[START Available records]
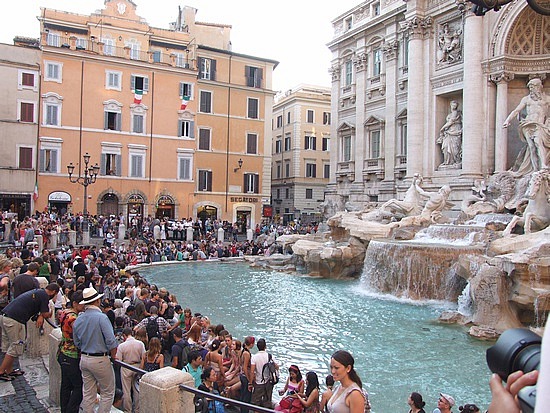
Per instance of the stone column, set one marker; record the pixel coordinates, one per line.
(419, 29)
(473, 132)
(159, 391)
(390, 137)
(501, 136)
(360, 63)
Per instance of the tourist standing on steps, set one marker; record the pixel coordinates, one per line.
(93, 334)
(348, 397)
(13, 322)
(444, 404)
(247, 374)
(263, 390)
(416, 403)
(69, 358)
(130, 351)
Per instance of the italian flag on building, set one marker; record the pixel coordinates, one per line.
(35, 193)
(184, 102)
(138, 95)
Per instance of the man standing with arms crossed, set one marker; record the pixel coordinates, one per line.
(94, 336)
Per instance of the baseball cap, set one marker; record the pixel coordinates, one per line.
(450, 399)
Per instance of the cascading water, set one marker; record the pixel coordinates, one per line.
(465, 302)
(425, 267)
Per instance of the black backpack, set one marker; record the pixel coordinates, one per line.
(152, 328)
(270, 373)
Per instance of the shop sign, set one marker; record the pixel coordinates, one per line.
(244, 199)
(135, 199)
(59, 196)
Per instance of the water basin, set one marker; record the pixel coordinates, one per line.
(397, 344)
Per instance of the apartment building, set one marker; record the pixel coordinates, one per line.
(177, 122)
(301, 160)
(20, 83)
(398, 71)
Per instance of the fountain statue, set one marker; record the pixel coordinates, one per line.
(450, 138)
(534, 129)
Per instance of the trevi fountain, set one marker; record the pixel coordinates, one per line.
(490, 254)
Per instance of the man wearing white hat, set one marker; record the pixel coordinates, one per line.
(93, 335)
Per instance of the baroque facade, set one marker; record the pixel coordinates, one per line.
(301, 161)
(424, 86)
(178, 123)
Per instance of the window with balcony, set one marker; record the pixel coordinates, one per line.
(310, 143)
(113, 80)
(311, 170)
(205, 180)
(251, 143)
(53, 72)
(278, 144)
(310, 116)
(205, 103)
(26, 112)
(251, 183)
(204, 139)
(288, 143)
(207, 68)
(185, 165)
(49, 160)
(253, 76)
(111, 164)
(186, 129)
(375, 144)
(253, 108)
(346, 148)
(348, 73)
(137, 162)
(25, 157)
(377, 62)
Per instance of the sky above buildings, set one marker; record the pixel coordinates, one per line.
(293, 32)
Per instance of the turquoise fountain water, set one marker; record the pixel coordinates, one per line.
(399, 347)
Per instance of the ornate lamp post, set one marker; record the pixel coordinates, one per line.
(87, 178)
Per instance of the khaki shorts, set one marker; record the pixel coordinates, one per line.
(13, 336)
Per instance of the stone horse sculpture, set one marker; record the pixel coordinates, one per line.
(537, 213)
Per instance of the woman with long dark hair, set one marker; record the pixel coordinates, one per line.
(416, 403)
(348, 397)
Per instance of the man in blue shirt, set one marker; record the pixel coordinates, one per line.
(93, 335)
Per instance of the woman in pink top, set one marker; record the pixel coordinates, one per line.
(348, 397)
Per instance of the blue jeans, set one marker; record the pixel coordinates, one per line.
(71, 384)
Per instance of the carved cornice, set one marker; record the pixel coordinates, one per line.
(519, 66)
(360, 61)
(418, 27)
(390, 49)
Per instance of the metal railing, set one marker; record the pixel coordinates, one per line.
(197, 392)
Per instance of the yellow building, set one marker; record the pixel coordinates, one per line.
(178, 124)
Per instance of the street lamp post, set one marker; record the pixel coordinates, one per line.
(87, 178)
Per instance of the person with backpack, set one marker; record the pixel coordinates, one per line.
(265, 371)
(178, 349)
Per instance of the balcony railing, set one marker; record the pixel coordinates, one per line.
(97, 47)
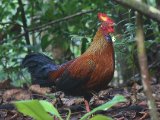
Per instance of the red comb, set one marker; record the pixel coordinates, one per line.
(104, 18)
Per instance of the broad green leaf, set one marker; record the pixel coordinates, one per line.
(50, 108)
(106, 106)
(100, 117)
(33, 108)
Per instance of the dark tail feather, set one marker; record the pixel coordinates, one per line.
(39, 65)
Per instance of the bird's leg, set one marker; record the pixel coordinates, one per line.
(87, 105)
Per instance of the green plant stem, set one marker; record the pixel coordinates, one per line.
(144, 67)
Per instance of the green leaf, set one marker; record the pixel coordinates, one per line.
(33, 108)
(106, 106)
(100, 117)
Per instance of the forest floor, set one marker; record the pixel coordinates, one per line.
(134, 109)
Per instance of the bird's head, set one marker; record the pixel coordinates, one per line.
(107, 24)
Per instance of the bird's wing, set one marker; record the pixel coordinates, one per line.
(77, 74)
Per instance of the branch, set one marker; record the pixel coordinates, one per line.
(143, 8)
(144, 67)
(26, 33)
(47, 25)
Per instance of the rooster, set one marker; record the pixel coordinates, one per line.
(92, 71)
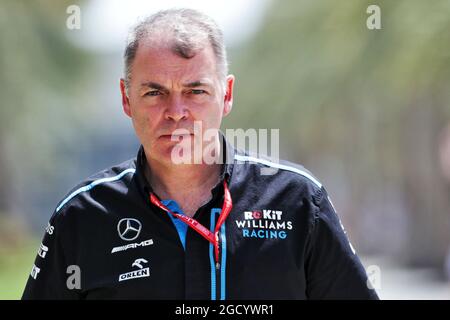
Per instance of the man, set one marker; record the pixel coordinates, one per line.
(168, 225)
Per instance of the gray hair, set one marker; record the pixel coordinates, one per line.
(185, 30)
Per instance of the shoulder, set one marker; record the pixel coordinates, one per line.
(114, 178)
(277, 171)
[END Available records]
▸ Problem to work on: Render the items above as a two-column CSV with the headers label_text and coordinates, one row for each line beginning "Per instance of". Put that line in label_text and all the coordinate pairs listed under it in coordinates, with each field quoted, line breaks turned into spaces, and the pictures left out.

▸ Result for this task:
label_text,coordinates
"Per instance of the stone column, set one marker; record the pixel coordinates, one per line.","(419, 29) (473, 132) (159, 391) (390, 137) (501, 136) (360, 63)"
"Per instance of the tourist standing on steps, set one marker; record the pixel coordinates, one per line.","(93, 334) (348, 397) (13, 322) (444, 404) (247, 374) (263, 390) (416, 403) (69, 358) (130, 351)"
"Per instance of the italian flag on building, set one marker; record the pixel coordinates, one per line.","(35, 193) (184, 102) (138, 95)"
"Per instance of the man standing with arms crossed, set one marker; record the pixel coordinates, one per line.","(94, 336)"
"Per instance of the baseball cap, set one marker; record the pixel coordinates, one per line.","(450, 399)"
"Per instance of the cascading water, set one marker; record the pixel coordinates, one per line.","(465, 302) (425, 267)"
"Per instance of the black backpack, set one marker; record the pixel coordinates, one per line.","(152, 328) (270, 373)"
"Per instance of the shop sign, set one marker; record the pixel coordinates, one per line.","(244, 199) (135, 199) (59, 196)"
"Per instance of the water basin, set one marker; record the pixel coordinates, one per line.","(397, 344)"
"Per instance of the apartment building, set one marker; record the pixel coordinates, one per line.","(177, 122) (301, 160) (20, 83) (398, 71)"
"Per instance of the fountain statue, set one marker; record the pixel coordinates, one per line.","(450, 138) (534, 129)"
"Per instance of the trevi fountain, set one marker; record the pixel coordinates, one per line.","(490, 254)"
"Per instance of the man wearing white hat, set one marker; record the pixel coordinates, one per line.","(93, 335)"
"Per instance of the baroque facade, set one marker; record the pixel coordinates, one per line.","(301, 161) (424, 86) (178, 123)"
"Per instance of the window with balcony, set one marker; record the pixel coordinates, one per line.","(310, 143) (113, 80) (311, 170) (205, 180) (251, 143) (53, 72) (278, 144) (310, 116) (205, 103) (26, 112) (251, 183) (204, 139) (288, 143) (207, 68) (185, 165) (49, 160) (253, 76) (111, 164) (186, 129) (375, 144) (253, 108) (346, 148) (348, 73) (137, 162) (25, 157) (377, 62)"
"Per instance of the sky above buildings, set one marker; record the pixel coordinates, one per line.","(293, 32)"
"Per instance of the turquoise fountain water, set one marker; record the pixel coordinates, one per line.","(399, 347)"
"Per instance of the ornate lamp post, set one marker; record the pixel coordinates, one per line.","(87, 178)"
"Per instance of the khaki shorts, set one marker; record the pixel coordinates, one per line.","(13, 336)"
"Per instance of the stone horse sculpture, set one marker; record the pixel coordinates, one per line.","(537, 213)"
"Per instance of the woman with long dark hair, set one marker; record the pixel coordinates, one per line.","(416, 403) (348, 397)"
"Per instance of the man in blue shirt, set one marker; record the pixel coordinates, one per line.","(93, 335)"
"Per instance of the woman in pink top, set one marker; record the pixel coordinates, one per line.","(348, 397)"
"Per instance of the blue jeans, set one marker; record the pixel coordinates, one per line.","(71, 384)"
"Per instance of the carved cornice, set one marker; record the pixel coordinates, one per line.","(519, 66) (360, 61) (418, 27) (390, 49)"
"Per instance of the metal railing, set one marker; record the pixel coordinates, one per line.","(197, 392)"
"Per instance of the yellow building, set one marker; record the pixel coordinates, one per line.","(178, 124)"
"Per instance of the street lamp post, set one marker; record the pixel coordinates, one per line.","(87, 178)"
"Per instance of the person with backpack, set one marker; record the pixel coordinates, one per line.","(265, 371) (178, 349)"
"Per instance of the balcony railing, set one marker; record the pixel coordinates, one per line.","(97, 47)"
"Per instance of the red comb, set one marker; record the pixel coordinates, one per line.","(104, 18)"
"Per instance of the broad green leaf, set one marker; record the pixel coordinates, one per line.","(50, 108) (106, 106) (100, 117) (33, 108)"
"Per instance of the dark tail feather, set one marker; record the pixel coordinates, one per line.","(39, 65)"
"Per instance of the bird's leg, set one marker; record the pixel coordinates, one per line.","(87, 105)"
"Per instance of the green plant stem, set one marker; record the pixel coordinates, one per line.","(144, 67)"
"Per instance of the green leaf, set one marker; record the pixel coordinates, one per line.","(33, 108) (106, 106) (100, 117)"
"Per instance of the forest floor, set one marker; record the pixel coordinates, one per line.","(134, 109)"
"Per instance of the bird's head, set one marker; record the pixel coordinates, one per line.","(107, 24)"
"Per instance of the bird's wing, set one marker; record the pixel coordinates, one per line.","(77, 74)"
"Per instance of the branch, set one marker; record the pixel coordinates, one per line.","(143, 8) (144, 67) (26, 33) (47, 25)"
"Per instance of the rooster, set one marker; record the pixel coordinates, one per line.","(92, 71)"
"Per instance of the man, set one marker; record the pixel coordinates, one per line.","(168, 225)"
"Per instance of the gray hair, set one marker; record the pixel coordinates, one per line.","(185, 30)"
"Per instance of the shoulder, set one marker; record the pixel coordinates, one per line.","(114, 178) (277, 171)"